## Goal of the exercise
Repeat each entry in full, exactly.

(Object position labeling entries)
---------------
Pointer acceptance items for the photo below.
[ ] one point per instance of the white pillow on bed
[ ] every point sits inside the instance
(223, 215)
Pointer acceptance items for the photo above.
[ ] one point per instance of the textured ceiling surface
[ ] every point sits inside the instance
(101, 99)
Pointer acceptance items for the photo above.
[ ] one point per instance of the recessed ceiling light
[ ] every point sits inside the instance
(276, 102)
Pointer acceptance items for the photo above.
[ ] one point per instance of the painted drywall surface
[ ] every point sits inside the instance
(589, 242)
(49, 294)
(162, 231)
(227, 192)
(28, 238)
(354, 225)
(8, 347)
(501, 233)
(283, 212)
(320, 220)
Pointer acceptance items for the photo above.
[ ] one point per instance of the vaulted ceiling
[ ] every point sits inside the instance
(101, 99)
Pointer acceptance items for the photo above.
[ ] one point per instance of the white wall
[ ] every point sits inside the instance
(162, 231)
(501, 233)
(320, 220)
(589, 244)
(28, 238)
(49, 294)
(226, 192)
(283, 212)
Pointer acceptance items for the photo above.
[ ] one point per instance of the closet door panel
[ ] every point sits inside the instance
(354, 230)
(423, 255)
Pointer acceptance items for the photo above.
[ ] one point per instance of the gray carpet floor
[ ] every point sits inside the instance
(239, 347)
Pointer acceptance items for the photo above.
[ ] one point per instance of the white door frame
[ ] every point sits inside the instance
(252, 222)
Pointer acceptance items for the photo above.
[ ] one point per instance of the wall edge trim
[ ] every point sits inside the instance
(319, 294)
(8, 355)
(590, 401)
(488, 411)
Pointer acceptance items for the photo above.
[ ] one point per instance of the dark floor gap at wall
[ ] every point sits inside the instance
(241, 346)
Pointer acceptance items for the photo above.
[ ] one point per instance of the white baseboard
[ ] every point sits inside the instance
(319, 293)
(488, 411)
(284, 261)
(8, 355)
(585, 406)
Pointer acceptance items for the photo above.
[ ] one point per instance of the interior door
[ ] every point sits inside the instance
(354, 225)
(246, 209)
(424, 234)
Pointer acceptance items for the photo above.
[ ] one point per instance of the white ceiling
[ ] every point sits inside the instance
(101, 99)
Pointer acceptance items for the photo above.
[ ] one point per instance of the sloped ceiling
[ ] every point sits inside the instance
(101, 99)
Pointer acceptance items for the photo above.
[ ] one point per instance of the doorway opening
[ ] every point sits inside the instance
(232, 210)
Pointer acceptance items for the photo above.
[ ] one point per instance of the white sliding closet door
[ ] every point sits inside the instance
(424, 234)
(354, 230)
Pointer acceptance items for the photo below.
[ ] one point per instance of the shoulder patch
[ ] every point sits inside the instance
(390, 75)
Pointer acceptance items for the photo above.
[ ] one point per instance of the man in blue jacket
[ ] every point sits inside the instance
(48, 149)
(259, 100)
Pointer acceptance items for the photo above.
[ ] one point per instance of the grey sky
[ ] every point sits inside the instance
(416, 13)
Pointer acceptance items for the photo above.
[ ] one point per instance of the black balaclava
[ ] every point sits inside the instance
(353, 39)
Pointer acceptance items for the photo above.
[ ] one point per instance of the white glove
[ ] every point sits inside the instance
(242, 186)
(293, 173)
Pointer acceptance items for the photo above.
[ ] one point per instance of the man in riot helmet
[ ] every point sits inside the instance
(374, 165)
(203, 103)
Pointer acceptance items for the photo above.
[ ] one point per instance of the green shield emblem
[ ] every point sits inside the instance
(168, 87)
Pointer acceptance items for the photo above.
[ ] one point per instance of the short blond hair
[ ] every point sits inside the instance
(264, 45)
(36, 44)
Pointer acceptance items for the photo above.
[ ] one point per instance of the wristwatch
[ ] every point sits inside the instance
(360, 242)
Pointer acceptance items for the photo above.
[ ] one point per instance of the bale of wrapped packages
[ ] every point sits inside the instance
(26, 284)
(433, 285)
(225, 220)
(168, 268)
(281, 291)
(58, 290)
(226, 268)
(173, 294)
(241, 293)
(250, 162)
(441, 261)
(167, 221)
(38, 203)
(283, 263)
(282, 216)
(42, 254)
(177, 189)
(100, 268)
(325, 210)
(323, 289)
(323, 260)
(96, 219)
---------------
## Written response
Pointer acceptance items for the photo below.
[ ] one point per instance of the white pillow on bed
[ ] every point sits inside the instance
(223, 215)
Pointer acceptance items for the photo above.
[ ] one point per instance of the textured ceiling surface
[ ] every point sits inside the instance
(101, 99)
Pointer acceptance items for the photo above.
[ ] one point per instance of the recessed ceiling light
[ ] every point sits inside the instance
(276, 102)
Pointer acceptance items for the photo above.
[ ] one point per instance of the painted drywall surface
[ ] every point sits inside the instance
(589, 242)
(49, 294)
(162, 231)
(227, 192)
(28, 238)
(354, 225)
(8, 347)
(501, 233)
(283, 212)
(320, 220)
Pointer acceptance items for the photo above.
[ ] one point per instance of the vaulted ceiling
[ ] every point sits inside the instance
(101, 99)
Pointer acceptance items for the photo above.
[ ] one point per instance of the white wall
[ ] every point sits inside the instance
(162, 231)
(501, 233)
(320, 220)
(589, 244)
(28, 238)
(49, 294)
(226, 192)
(283, 212)
Pointer acceptance items for the photo above.
[ ] one point per instance of the closet door panel
[ ] every point sits inside the instance
(354, 230)
(423, 255)
Pointer acceptance items for the photo above.
[ ] one point per instance of the gray carpet floor
[ ] every point sits inside the instance
(239, 347)
Pointer acceptance items for the photo above.
[ ] one point per instance of the white door frame
[ ] every point sits inside the instance
(252, 222)
Pointer acceptance items for the photo above.
[ ] one point per instance of the wall edge trim
[ ] every point sits inside the instance
(319, 294)
(8, 355)
(590, 401)
(488, 411)
Pointer acceptance items for the photo above.
[ ] one point per instance of the dark floor gap at wall
[ ] every point sits inside the instance
(241, 346)
Pointer acceptance items for the photo above.
[ ] one point per instance of the white baseboard
[ ] every point sits inside the instance
(319, 293)
(488, 411)
(284, 261)
(8, 355)
(585, 406)
Pointer acceptance items for the photo above.
[ ] one point per instance of the interior door
[ ] every point sits inside the instance
(354, 225)
(246, 209)
(424, 234)
Pointer acceptance items for the photo above.
[ ] one point per instance of the white ceiling
[ ] every point sits inside the instance
(101, 99)
Pointer acceptance items for the photo above.
[ ] one point per instance of the sloped ceiling
[ ] every point sits inside the instance
(101, 99)
Pointer acceptance items for the photo above.
[ ] one point per instance of the doorway opening
[ ] every point sits inside the instance
(232, 210)
Pointer acceptance items for the photo above.
[ ] one point per instance of the white sliding closet door
[ ] every point sits inside the instance
(424, 234)
(354, 230)
Pointer acceptance items for the photo below.
[ ] one point per instance of the shoulder patch
[ ] every point sits inside the instance
(390, 75)
Pointer acceptance items for the photo above.
[ ] one point per instance of the man in blue jacket
[ ] every point sits inside the instance
(48, 149)
(259, 100)
Pointer acceptance items for the photo above.
[ ] one point per instance of the grey sky
[ ] every point sits inside the instance
(416, 13)
Pointer acceptance items for the photo above.
[ ] one point per instance of the black balaclava
[ ] every point sits inside the instance
(353, 39)
Pointer acceptance items for the photo above.
[ ] one point per instance of the white glove
[ ] every point sits inside the instance
(242, 186)
(293, 173)
Pointer acceptance items for the photo above.
[ ] one point per instance of the man in riot helmet
[ ] every point sits inside the instance
(374, 165)
(203, 103)
Pointer acceptance items for the photo above.
[ ] one point per instance of the green shield emblem
[ ] every point sits inside the instance
(168, 87)
Pointer acceptance items for the photo above.
[ ] one point per instance of the short blond hair
[ ] every point sits inside the instance
(264, 45)
(36, 44)
Pointer acceptance items for the photo above.
[ ] one point per instance of the wristwatch
[ ] every point sits inside the instance
(360, 242)
Pointer acceptance items for the photo above.
[ ] one point per instance of the bale of wrapped packages
[ ] every point sits inside the instance
(26, 284)
(433, 285)
(225, 220)
(168, 268)
(281, 291)
(58, 290)
(226, 268)
(173, 294)
(241, 293)
(250, 162)
(441, 261)
(167, 221)
(38, 203)
(283, 263)
(282, 216)
(42, 254)
(177, 189)
(100, 268)
(325, 210)
(323, 289)
(323, 260)
(96, 219)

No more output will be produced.